(Point localization data)

▬▬▬

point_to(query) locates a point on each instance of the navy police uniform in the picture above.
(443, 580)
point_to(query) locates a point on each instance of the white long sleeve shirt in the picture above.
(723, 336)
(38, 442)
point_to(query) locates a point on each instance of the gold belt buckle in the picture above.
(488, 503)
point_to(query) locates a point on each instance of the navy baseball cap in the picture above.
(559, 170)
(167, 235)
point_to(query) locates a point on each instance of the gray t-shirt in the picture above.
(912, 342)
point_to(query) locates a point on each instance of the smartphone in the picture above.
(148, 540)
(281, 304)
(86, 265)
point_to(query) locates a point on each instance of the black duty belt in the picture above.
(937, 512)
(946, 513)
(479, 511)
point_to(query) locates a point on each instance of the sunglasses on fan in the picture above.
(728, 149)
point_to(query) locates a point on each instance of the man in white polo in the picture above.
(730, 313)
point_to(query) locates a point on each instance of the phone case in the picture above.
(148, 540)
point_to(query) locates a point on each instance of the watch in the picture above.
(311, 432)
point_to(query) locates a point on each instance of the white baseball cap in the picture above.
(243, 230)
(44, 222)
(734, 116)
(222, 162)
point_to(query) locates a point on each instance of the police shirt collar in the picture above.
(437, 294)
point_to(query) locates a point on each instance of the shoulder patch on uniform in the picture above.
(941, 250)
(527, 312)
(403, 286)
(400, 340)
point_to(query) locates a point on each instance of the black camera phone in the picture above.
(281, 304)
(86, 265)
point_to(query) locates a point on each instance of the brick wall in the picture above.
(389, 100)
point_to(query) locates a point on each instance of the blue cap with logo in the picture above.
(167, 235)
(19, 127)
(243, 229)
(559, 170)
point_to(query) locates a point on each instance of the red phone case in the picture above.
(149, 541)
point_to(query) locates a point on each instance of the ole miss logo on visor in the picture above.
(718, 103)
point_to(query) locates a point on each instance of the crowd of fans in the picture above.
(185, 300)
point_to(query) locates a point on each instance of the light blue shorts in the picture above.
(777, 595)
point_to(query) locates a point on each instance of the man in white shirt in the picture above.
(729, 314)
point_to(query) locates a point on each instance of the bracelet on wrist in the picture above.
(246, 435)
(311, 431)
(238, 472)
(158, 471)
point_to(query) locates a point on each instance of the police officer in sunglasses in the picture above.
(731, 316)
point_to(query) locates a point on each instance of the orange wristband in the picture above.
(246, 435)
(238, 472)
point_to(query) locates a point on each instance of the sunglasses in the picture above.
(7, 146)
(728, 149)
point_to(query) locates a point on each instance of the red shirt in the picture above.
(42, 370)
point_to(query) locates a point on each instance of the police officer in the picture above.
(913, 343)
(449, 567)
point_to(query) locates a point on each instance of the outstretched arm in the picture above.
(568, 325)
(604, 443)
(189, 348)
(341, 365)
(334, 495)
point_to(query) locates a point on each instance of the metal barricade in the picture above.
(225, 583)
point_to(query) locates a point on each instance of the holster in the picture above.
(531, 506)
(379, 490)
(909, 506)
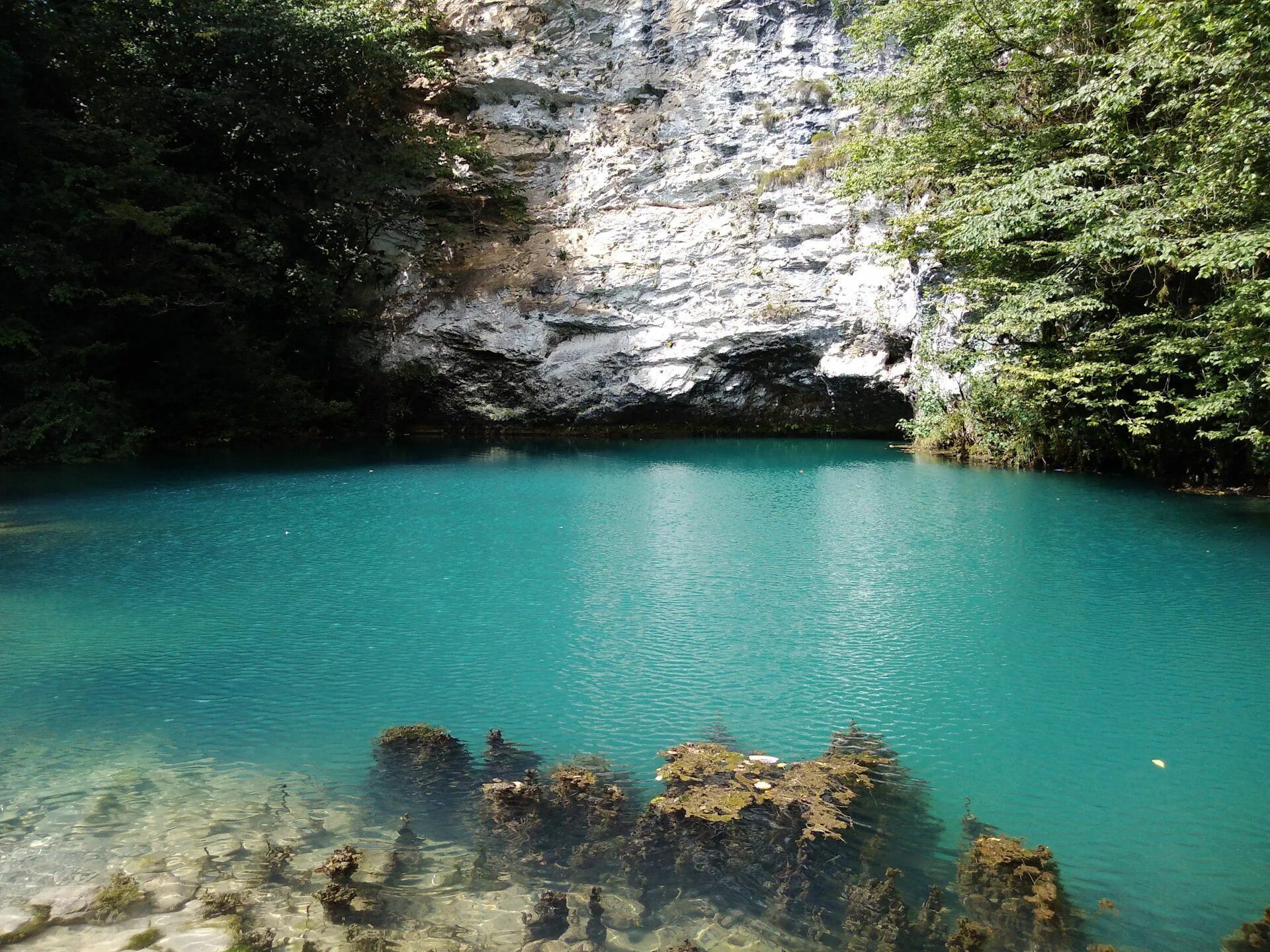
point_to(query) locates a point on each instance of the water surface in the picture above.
(1028, 641)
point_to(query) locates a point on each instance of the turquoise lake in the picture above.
(1028, 641)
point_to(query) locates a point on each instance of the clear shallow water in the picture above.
(1025, 640)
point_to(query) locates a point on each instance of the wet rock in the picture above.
(22, 927)
(876, 918)
(222, 902)
(1251, 937)
(224, 847)
(549, 918)
(969, 937)
(275, 861)
(341, 865)
(337, 900)
(596, 930)
(206, 938)
(116, 899)
(1015, 890)
(66, 904)
(165, 891)
(425, 771)
(507, 760)
(12, 917)
(577, 822)
(364, 938)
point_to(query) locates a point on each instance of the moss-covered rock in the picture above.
(342, 863)
(36, 924)
(1016, 891)
(1251, 937)
(549, 918)
(422, 742)
(117, 898)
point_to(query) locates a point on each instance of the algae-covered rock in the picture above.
(426, 771)
(26, 928)
(1251, 937)
(876, 918)
(969, 937)
(507, 760)
(1016, 891)
(117, 898)
(337, 900)
(596, 930)
(341, 865)
(746, 824)
(549, 918)
(422, 742)
(574, 822)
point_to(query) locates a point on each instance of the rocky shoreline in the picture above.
(454, 852)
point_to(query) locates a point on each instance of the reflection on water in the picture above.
(205, 660)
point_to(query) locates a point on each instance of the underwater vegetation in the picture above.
(839, 850)
(1251, 937)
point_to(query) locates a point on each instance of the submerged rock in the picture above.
(574, 822)
(426, 771)
(596, 930)
(1016, 891)
(341, 865)
(549, 918)
(1251, 937)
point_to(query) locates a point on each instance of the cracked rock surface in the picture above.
(658, 281)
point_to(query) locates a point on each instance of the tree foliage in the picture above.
(197, 204)
(1094, 175)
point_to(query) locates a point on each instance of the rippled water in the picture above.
(1028, 641)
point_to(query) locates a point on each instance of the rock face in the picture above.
(663, 276)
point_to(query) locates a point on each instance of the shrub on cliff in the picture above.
(194, 197)
(1095, 177)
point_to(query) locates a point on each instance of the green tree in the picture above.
(197, 207)
(1094, 175)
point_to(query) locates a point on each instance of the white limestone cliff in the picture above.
(656, 281)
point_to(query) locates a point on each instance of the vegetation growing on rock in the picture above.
(117, 898)
(1094, 177)
(200, 202)
(1251, 937)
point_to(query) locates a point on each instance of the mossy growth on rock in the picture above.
(365, 938)
(969, 937)
(596, 930)
(423, 770)
(341, 865)
(507, 760)
(36, 924)
(876, 918)
(712, 783)
(144, 939)
(422, 742)
(1016, 891)
(337, 899)
(116, 899)
(775, 836)
(1251, 937)
(549, 918)
(218, 904)
(273, 861)
(575, 820)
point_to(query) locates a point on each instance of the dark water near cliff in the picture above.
(1029, 641)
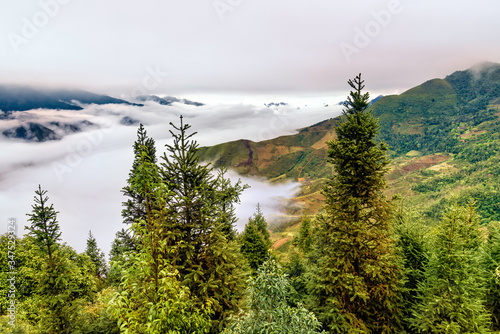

▬▬▬

> [The problem]:
Every entry belongs in the answer exactly as written, but no picture does.

> [Task result]:
point_to(query) locates a point on each instance of the navy police uniform in the picture above.
(443, 580)
point_to(query) locates a point on each instance of the white long sleeve shirt in the picture above.
(723, 336)
(38, 442)
point_to(query) locates a point on each instance of the gold belt buckle in the picture above.
(488, 503)
point_to(query) locates a point on each instance of the navy baseball cap in the picture above.
(559, 170)
(167, 235)
point_to(query) locates a point on each instance of the gray t-shirt in the picture above.
(912, 342)
point_to(query) locates a point on each instance of the smartphone in the picture above.
(148, 540)
(281, 304)
(86, 265)
point_to(query) locates a point on each instance of the black duty belt in the picture above.
(937, 512)
(946, 513)
(479, 511)
point_to(query) locates a point on each instance of the sunglasses on fan in the picture above.
(728, 149)
point_to(query) locates a point on each instance of the man in white polo in the picture above.
(730, 313)
point_to(query) locates a point on each instance of the phone case in the picture above.
(148, 540)
point_to(query) locates a point on each instance of the watch in the picture above.
(311, 432)
point_to(query) locates a point on each instance of the white baseball cap in the picture above.
(243, 230)
(44, 222)
(734, 116)
(222, 162)
point_to(query) locates a point on each instance of the police shirt collar in the picture above.
(437, 294)
point_to(query) locates a point on each instance of the shoulder patch on uniform in the picture above.
(941, 250)
(527, 312)
(403, 286)
(400, 340)
point_to(query) locates a point on each instance of the black camera phone in the picture above.
(281, 304)
(86, 265)
point_to(query) locates a point on each instance of the brick wall in the picture above.
(389, 100)
point_to(query) locates a point on each instance of the blue cap with logo in the picture above.
(167, 235)
(19, 127)
(243, 229)
(559, 170)
point_to(query) locates a point on each instance of the red phone case in the picture above.
(149, 541)
point_to(query) locates a point on each instance of the ole miss logo on visor in the picture above.
(718, 103)
point_to(query) locates a point on each instance of the crowd of fans in the picture above.
(185, 300)
point_to(query) locates a point on each instance of the light blue shorts in the picture above.
(777, 595)
point_to(query) locates a point on each instance of the man in white shirt in the picture above.
(729, 314)
point_to(query) locates a point on each instance of the bracelet on wrist in the picture above.
(246, 435)
(311, 431)
(238, 472)
(158, 471)
point_to(query) locates a point on each instance of the police officer in sunglasses in the picture above.
(731, 316)
point_to(query) locates a point on each instance of the orange wristband in the picture above.
(246, 435)
(238, 472)
point_to(query) locates a point on each instance of the sunglasses in the picture above.
(7, 146)
(728, 149)
point_to(query) locates a point on each instance of the red shirt in the picture above.
(42, 370)
point_to(query) locates a point on each instance of the police officer in the picture above.
(913, 343)
(449, 567)
point_to(query) locates a point on each instance of the outstretched arm in the picture above.
(568, 325)
(604, 443)
(189, 348)
(341, 365)
(334, 495)
point_to(query) locates a point on each instance of the metal barricade in the picture above.
(225, 583)
point_to(query) locates a point on each instance of the holster in the picture above.
(531, 506)
(379, 490)
(909, 506)
point_to(query) locates a point on each instance of the water surface in the picture above.
(1028, 641)
point_to(query) locates a point on each instance of the turquoise lake in the picture above.
(1028, 641)
point_to(query) locates a point on each instance of the clear shallow water in the picture above.
(1025, 640)
point_to(query) locates a point on each instance of the wet rock in the picture above.
(22, 927)
(876, 918)
(222, 902)
(1251, 937)
(224, 847)
(549, 918)
(969, 937)
(275, 861)
(341, 865)
(337, 900)
(596, 930)
(206, 938)
(116, 899)
(1015, 890)
(66, 904)
(165, 891)
(425, 771)
(507, 760)
(12, 917)
(577, 822)
(364, 938)
point_to(query) locates a point on each instance of the moss-covered rock in the picture above.
(342, 863)
(36, 924)
(1016, 891)
(1251, 937)
(549, 918)
(422, 742)
(117, 898)
point_to(query) locates a point on each instance of the algae-covered rock in the picture above.
(426, 771)
(26, 928)
(1251, 937)
(876, 918)
(969, 937)
(507, 760)
(1016, 891)
(117, 898)
(337, 900)
(596, 930)
(341, 865)
(746, 824)
(549, 918)
(422, 742)
(574, 822)
point_to(query) locates a point on each instance of the rocky shoreline in the picture above.
(454, 852)
point_to(query) locates a point on each instance of the reflection on water in the picture above.
(205, 660)
point_to(query) locates a point on each instance of the underwater vegetation in the picture above.
(839, 850)
(1251, 937)
point_to(query) locates a point on each instance of the submerged rock in the picture above.
(574, 822)
(426, 771)
(596, 930)
(1016, 891)
(341, 865)
(549, 918)
(1251, 937)
point_to(query) locates a point on each instance of the cracked rock surface in the picture above.
(658, 281)
point_to(query) locates a point on each instance of the tree foliage in the picture above.
(197, 204)
(1094, 175)
point_to(query) locates a point on each instance of the rippled water in the picture above.
(1028, 641)
point_to(query) locates a point on each instance of the rock face in the picture above.
(663, 276)
point_to(query) locates a point on each instance of the shrub on cliff in the picture above.
(194, 197)
(1095, 177)
point_to(query) locates a point on each instance of the green tree in the picture above.
(197, 207)
(1094, 175)
point_to(query) locates a point on each instance of the white limestone cliff in the picture above.
(656, 281)
point_to(query) locates a point on each instance of the vegetation growing on rock in the picture above.
(117, 898)
(1094, 177)
(200, 202)
(1251, 937)
point_to(query) locates a point on each instance of the mossy growth on rock in the picture above.
(365, 938)
(969, 937)
(596, 930)
(423, 770)
(341, 865)
(507, 760)
(36, 924)
(876, 918)
(712, 783)
(144, 939)
(422, 742)
(1016, 891)
(337, 899)
(116, 899)
(775, 836)
(1251, 937)
(549, 918)
(218, 904)
(273, 861)
(575, 820)
point_to(query) locates a point on each instance of the dark water near cliff in the picture above.
(1029, 641)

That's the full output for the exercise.